## Exercise 1
According to the profile of Charles E. Binder, what picture does he keep on his desk?
## Exercise 2
For each statement below, say whether it agrees with the profile of Charles E. Binder. Answer yes or no, and quote the words of the profile that decide it.
(a) Charles Binder keeps a picture of a family member on his desk.
(b) The Binder family tradition says, "Do what you do better and nicer."
(c) By age 6, the client's operations had fully corrected her problem.
## Exercise 3
In the profile of Charles E. Binder, write out the passage starting at "Charles E. Binder" and ending at "for our clients.".

## Given passage
★ ★ ★

Charles E. Binder
Founding Partner
Most people keep a personal picture on their desks. Usually it’s a family member. Sometimes it’s a pet. Charles Binder has a picture of The Lone Ranger on his desk. “He didn’t have any magical super hero powers, but he always did the right thing,” is how Charles explains why he likes that picture. Charles is in charge of seeing to it that Binder & Binder® “does the right thing” for our clients.
Doing “the right thing” follows a Binder family tradition that says, “Do what you do better and nicer.” Charles and his brother Harry expect everyone in our company to remember and respect that tradition in dealing with our clients. Charles says, “At the end of the day I know what we do has made a difference in the lives of some people who need help. In my world I get hugs and kisses.”
Charles never takes the easy way out. His favorite client, and a case in point, is an orphaned woman who was born with no ears. By the time she was 6, she’d had dozens of operations to try to correct the problem, but they were only partially successful. Her high pitched voice and unusual appearance made it easy for the kids at school to make fun of her. That took an awful emotional toll on her. It made her try to hide from life. Kids can be cruel. So can adults.

★ ★ ★

## Dataset excerpts
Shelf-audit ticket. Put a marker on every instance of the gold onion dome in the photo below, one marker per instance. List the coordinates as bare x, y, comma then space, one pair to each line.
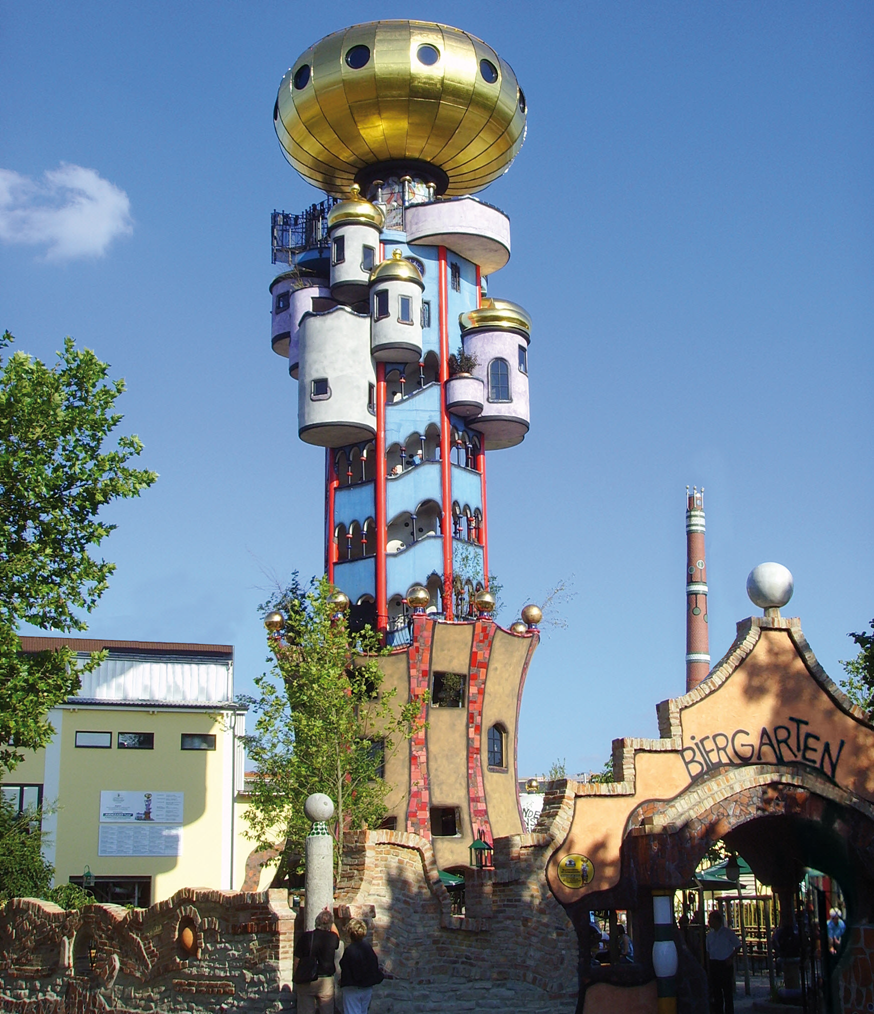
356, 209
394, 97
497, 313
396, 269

★ ★ ★

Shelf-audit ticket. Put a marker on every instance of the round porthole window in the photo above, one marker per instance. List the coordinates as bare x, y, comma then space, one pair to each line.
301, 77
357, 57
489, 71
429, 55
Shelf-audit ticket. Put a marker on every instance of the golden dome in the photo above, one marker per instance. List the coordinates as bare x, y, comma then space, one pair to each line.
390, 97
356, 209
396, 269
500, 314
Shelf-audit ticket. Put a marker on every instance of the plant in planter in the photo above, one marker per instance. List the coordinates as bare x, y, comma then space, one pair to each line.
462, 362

★ ★ ★

## Task solution 1
A picture of The Lone Ranger.

## Task solution 2
(a) No: "Charles Binder has a picture of The Lone Ranger on his desk."
(b) Yes: "Doing “the right thing” follows a Binder family tradition that says, “Do what you do better and nicer.”"
(c) No: "but they were only partially successful."

## Task solution 3
Charles E. Binder
Founding Partner
Most people keep a personal picture on their desks. Usually it’s a family member. Sometimes it’s a pet. Charles Binder has a picture of The Lone Ranger on his desk. “He didn’t have any magical super hero powers, but he always did the right thing,” is how Charles explains why he likes that picture. Charles is in charge of seeing to it that Binder & Binder® “does the right thing” for our clients.